_Testo estratto_
========================

Il fatto è che Benjamin, il flaneur  Benjamin è sempre fuori luogo e, forse, l’unico luogo in cui (s)radicarsi è la parola. Scrive al proposito Pajak:

“Scavatore che scava nella cavità delle parole” (Pag. 52).

Se Benjamin viaggia da Amburgo a Ibiza, poi ancora a Ibiza – ma Pajak ci parla anche dei soggiorni di Benjamin a Capri e a Napoli, un soggiorno che gli ispirò quello straordinario saggio, scritto insieme a Asja Lacis, “Napoli porosa”( Dante &Descartes 2020) – Pajak viaggia tra Roma, Losanna, la Sicilia. Attraversa una Sicilia desolata in un mese di aprile proprio come Benjamin, che in quel mese era arrivato a Ibiza sia nel 1932, sia nel 1933 – aprile il più crudele dei mesi, direbbe Eliot – e passa per Scicli, Ragusa, la barocca Noto. A Losanna  incontrerà due simpatizzanti neonazisti e rifletterà sulla strage alla stazione di Bologna, sul fascismo di allora e quello di oggi. Se Benjamin a Ibiza è sprofondato nella piacevole spensieratezza ispiratagli dal bellezza del paesaggio, il più “intatto” che avesse visto (da qui il titolo del libro), quando è a Capri, nel 1924, può vedere Mussolini. Scrive Pajak:

“Il 16 settembre, a mezzogiorno, Benito Mussolini, il nuovo capo del governo italiano, sbarca sull’isola in pompa magna, attorniato dalla sua guardia personale, dai fedelissimi e da alcune schiere di miliziani. A dispetto delle aspettative, la parata e la scenografia imponenti suscitano nella popolazione una fredda indifferenza.

Benjamin è colpito dallo scarso carisma del dittatore: ‘Ha un aspetto diverso dal rubacuori che mostrano le cartoline illustrate; torbido, pigro e di un orgoglio untuoso, come se fosse cosparso di olio rancido. Ha il corpo goffo e flaccido come il pugno di un droghiere obeso’”(Pag.46).

Il testo è accompagnato da tavole straordinario tra cui una di Mussolini.

========================

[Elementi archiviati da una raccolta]
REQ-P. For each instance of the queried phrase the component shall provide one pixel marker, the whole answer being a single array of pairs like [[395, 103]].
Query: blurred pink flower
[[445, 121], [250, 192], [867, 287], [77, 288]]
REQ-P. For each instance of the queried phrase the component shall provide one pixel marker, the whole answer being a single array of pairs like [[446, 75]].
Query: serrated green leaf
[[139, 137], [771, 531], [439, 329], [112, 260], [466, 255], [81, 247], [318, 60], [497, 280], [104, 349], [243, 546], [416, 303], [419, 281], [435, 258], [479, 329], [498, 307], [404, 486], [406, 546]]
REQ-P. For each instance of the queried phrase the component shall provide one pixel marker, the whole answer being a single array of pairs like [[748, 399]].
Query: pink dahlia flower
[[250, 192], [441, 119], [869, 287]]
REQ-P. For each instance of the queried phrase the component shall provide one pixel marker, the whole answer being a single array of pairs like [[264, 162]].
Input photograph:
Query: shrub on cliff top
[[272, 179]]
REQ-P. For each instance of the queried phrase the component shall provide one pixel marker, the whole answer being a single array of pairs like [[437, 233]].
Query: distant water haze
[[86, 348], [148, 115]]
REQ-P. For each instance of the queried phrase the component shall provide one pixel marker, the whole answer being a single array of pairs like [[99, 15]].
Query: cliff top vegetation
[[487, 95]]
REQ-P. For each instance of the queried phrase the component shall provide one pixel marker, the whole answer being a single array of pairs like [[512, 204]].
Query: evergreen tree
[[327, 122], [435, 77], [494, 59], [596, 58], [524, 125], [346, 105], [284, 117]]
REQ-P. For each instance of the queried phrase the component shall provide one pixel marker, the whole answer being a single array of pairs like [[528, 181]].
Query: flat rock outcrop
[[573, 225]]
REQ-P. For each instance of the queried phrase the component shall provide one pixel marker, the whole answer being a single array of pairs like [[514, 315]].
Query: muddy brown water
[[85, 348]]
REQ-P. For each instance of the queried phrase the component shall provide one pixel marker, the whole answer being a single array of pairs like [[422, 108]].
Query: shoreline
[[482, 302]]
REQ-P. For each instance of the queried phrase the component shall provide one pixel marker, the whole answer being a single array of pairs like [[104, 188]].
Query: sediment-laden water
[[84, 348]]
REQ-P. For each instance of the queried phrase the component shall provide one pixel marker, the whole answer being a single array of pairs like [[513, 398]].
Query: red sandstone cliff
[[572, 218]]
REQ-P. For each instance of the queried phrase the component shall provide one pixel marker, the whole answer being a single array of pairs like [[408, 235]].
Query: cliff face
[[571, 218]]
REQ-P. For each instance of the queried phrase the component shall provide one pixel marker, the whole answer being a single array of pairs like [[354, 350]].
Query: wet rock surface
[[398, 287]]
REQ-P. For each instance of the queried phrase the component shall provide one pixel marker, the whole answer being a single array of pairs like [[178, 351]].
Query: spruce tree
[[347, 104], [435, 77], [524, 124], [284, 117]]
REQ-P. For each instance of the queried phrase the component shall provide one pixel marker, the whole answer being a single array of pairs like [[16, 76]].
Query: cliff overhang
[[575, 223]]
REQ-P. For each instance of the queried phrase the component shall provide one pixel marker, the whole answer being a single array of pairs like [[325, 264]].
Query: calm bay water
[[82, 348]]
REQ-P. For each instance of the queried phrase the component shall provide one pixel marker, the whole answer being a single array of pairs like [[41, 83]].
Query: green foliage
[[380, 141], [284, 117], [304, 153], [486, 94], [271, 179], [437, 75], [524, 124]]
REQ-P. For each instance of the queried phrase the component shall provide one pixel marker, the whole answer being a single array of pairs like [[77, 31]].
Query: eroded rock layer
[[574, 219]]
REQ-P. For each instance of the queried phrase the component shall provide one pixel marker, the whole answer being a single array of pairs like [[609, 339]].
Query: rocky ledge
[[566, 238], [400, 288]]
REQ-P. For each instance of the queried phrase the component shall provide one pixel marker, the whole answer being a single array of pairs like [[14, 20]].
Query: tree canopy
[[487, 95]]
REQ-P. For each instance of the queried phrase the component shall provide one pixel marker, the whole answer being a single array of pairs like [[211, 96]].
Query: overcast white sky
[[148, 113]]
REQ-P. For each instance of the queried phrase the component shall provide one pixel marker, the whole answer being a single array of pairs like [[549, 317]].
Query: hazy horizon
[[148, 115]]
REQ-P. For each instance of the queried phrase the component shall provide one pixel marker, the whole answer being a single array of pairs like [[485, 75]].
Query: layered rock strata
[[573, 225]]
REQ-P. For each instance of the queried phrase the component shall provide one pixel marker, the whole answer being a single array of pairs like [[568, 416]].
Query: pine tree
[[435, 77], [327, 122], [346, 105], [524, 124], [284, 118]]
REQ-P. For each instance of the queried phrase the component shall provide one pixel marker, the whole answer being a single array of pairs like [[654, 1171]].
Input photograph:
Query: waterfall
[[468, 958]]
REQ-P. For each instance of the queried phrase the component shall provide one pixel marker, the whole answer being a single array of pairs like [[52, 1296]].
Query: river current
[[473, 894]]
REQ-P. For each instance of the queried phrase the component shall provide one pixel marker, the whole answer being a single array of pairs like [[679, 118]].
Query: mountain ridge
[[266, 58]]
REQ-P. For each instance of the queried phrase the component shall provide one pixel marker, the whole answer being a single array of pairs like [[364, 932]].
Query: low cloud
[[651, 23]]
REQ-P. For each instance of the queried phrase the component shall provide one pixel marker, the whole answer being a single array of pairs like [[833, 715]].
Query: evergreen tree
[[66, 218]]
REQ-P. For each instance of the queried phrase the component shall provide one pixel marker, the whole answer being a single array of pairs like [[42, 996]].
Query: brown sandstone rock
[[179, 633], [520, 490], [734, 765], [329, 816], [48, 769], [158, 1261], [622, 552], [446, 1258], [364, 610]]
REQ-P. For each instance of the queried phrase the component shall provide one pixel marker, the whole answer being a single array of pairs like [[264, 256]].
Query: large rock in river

========================

_Consegna_
Ricopia parola per parola il passo del testo su Benjamin che va da "Benjamin è colpito" fino a "una di Mussolini." incluso.

_Risposta_
Benjamin è colpito dallo scarso carisma del dittatore: ‘Ha un aspetto diverso dal rubacuori che mostrano le cartoline illustrate; torbido, pigro e di un orgoglio untuoso, come se fosse cosparso di olio rancido. Ha il corpo goffo e flaccido come il pugno di un droghiere obeso’”(Pag.46).

Il testo è accompagnato da tavole straordinario tra cui una di Mussolini.